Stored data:
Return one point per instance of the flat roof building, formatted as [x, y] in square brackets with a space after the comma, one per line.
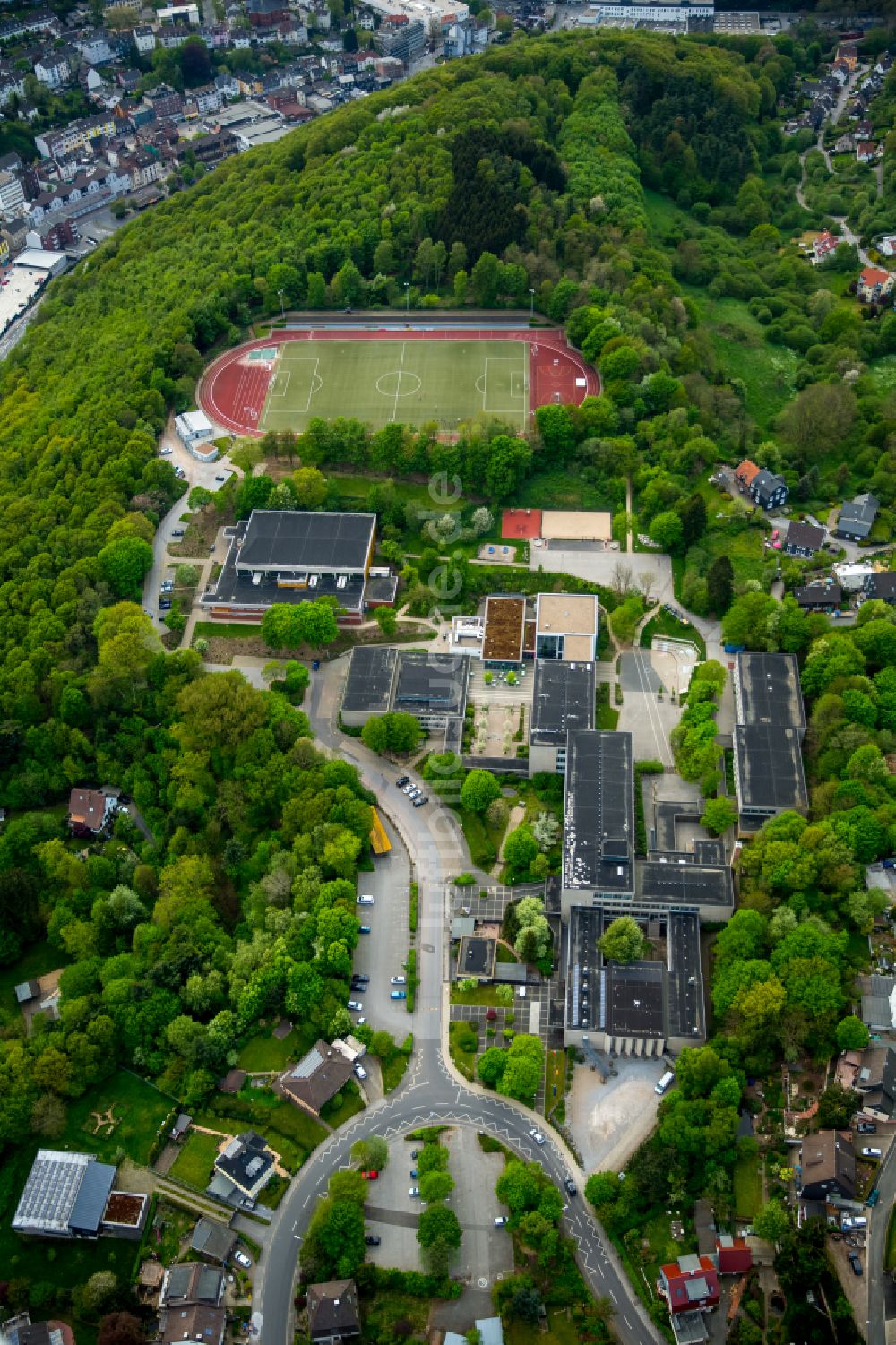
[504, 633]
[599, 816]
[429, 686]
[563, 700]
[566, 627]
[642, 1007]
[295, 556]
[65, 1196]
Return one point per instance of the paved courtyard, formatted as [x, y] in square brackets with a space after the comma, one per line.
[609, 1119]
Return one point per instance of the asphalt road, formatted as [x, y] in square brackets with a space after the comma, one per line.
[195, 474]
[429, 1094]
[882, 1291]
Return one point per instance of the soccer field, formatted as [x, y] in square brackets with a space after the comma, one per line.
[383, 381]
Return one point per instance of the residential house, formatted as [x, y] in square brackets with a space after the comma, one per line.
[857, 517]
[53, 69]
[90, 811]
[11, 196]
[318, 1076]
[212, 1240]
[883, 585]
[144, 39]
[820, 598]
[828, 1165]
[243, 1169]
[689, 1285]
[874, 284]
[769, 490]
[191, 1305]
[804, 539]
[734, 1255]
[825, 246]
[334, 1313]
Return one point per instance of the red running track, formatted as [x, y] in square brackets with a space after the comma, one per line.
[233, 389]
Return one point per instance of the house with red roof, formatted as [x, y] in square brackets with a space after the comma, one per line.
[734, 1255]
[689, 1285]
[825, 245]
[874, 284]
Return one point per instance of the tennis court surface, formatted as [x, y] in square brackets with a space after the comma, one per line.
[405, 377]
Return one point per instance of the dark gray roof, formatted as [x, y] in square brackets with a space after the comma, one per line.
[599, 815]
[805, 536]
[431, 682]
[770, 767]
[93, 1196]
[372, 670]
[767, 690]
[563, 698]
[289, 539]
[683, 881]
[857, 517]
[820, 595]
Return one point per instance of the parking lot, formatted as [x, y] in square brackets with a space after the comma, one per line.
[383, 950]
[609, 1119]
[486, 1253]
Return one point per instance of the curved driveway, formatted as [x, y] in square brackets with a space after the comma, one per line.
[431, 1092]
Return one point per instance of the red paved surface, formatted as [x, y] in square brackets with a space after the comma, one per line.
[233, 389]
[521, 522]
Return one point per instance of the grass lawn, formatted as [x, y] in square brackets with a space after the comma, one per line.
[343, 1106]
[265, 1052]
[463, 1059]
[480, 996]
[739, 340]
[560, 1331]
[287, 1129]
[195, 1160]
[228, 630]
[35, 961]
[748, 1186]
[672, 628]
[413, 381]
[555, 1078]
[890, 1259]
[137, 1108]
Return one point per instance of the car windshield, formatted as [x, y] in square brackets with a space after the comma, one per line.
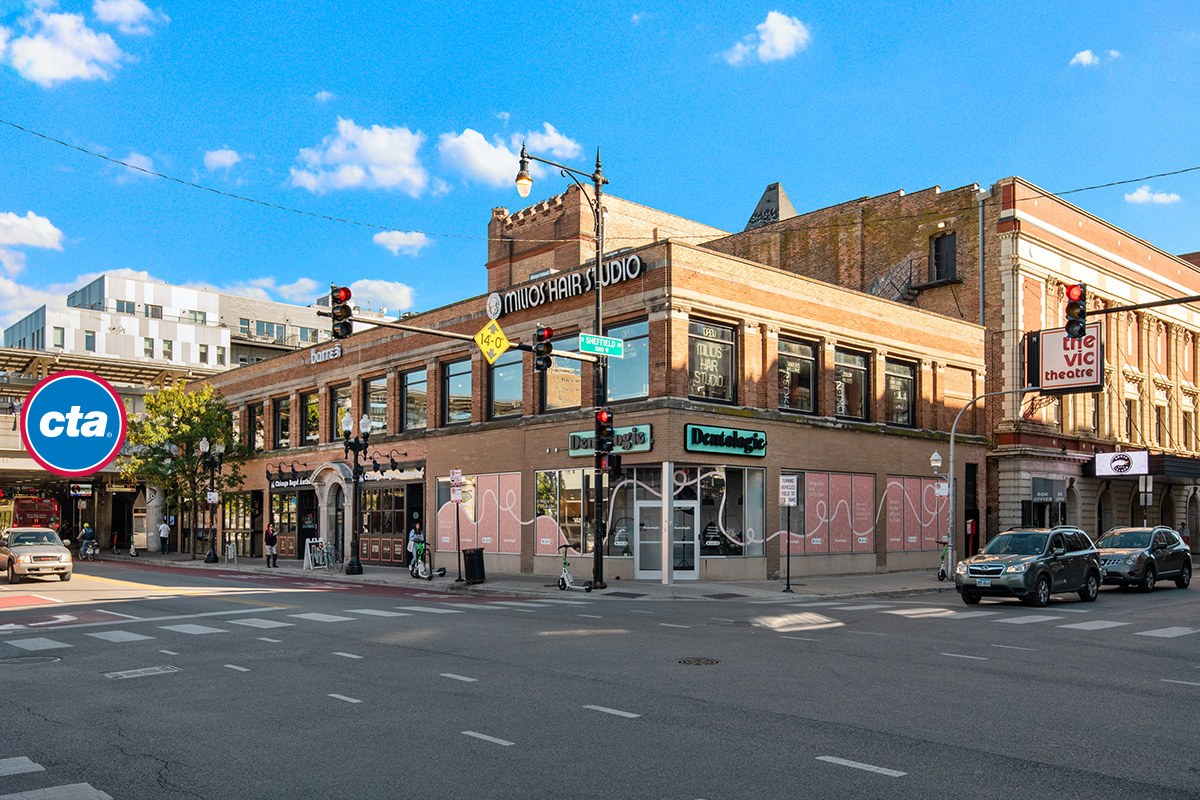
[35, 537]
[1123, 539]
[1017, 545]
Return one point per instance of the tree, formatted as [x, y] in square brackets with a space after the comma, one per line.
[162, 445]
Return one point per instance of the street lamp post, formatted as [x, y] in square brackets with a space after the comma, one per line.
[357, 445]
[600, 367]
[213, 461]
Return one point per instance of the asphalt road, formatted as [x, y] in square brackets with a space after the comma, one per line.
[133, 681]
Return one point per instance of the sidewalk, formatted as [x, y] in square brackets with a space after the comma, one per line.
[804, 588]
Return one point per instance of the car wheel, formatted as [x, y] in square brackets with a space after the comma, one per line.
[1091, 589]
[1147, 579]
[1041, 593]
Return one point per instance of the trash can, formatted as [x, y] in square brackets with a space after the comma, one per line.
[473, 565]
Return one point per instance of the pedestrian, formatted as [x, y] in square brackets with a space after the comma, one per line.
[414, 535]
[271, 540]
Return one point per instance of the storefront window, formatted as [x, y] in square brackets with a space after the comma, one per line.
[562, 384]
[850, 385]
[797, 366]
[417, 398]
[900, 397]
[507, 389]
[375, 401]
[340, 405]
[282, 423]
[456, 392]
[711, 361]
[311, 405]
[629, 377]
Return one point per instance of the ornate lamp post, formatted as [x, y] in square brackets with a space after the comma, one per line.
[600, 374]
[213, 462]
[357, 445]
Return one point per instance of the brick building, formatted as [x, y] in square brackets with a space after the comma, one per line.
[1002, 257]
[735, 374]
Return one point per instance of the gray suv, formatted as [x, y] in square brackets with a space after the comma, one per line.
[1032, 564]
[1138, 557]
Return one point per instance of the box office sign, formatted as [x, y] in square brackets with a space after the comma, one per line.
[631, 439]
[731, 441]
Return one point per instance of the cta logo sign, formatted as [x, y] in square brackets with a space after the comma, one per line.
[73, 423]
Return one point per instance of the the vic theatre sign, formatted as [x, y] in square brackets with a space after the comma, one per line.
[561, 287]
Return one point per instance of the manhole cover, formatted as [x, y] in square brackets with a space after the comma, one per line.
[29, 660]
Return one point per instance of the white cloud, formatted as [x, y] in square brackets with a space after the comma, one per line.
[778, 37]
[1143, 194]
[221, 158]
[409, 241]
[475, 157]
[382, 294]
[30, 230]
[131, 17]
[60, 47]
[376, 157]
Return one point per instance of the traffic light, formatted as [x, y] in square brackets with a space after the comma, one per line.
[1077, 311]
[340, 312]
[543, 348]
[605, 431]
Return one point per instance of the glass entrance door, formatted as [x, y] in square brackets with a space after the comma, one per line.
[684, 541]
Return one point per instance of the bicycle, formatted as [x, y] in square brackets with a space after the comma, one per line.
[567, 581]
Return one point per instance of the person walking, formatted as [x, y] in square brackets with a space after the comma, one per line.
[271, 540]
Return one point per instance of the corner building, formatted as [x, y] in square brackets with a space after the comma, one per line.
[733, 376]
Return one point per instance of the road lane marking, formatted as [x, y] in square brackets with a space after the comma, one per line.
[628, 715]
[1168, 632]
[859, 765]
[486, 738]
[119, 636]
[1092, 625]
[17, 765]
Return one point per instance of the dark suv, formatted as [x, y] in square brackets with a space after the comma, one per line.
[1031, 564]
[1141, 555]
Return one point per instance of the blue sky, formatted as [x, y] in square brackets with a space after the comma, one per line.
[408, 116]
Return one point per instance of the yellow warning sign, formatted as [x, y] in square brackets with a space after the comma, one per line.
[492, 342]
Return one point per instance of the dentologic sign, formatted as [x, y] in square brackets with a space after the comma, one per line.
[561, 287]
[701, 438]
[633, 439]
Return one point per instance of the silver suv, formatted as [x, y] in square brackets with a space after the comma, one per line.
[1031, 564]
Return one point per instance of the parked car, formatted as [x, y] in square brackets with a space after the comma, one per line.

» TASK INSTRUCTIONS
Swap "asphalt road" for "paved road" in the stretch from the start of the data through the line containing "[882, 1291]", and give those lines again with everything else unchanged. Leave the pictures out of your answer.

» EXERCISE RESULT
Return one point per instance of the flat roof building, formatted as [x, y] in square brackets with a space after the comma, one per line.
[504, 633]
[599, 816]
[429, 686]
[563, 700]
[566, 627]
[642, 1007]
[295, 556]
[65, 1196]
Return one point per instance of the paved courtyard, formatted as [x, y] in square brackets with a space after the comma, one per line.
[609, 1119]
Return one point per instance of the paved road, formatted as [x, y] in square brackets with a space after the comma, one per line.
[195, 474]
[429, 1094]
[882, 1291]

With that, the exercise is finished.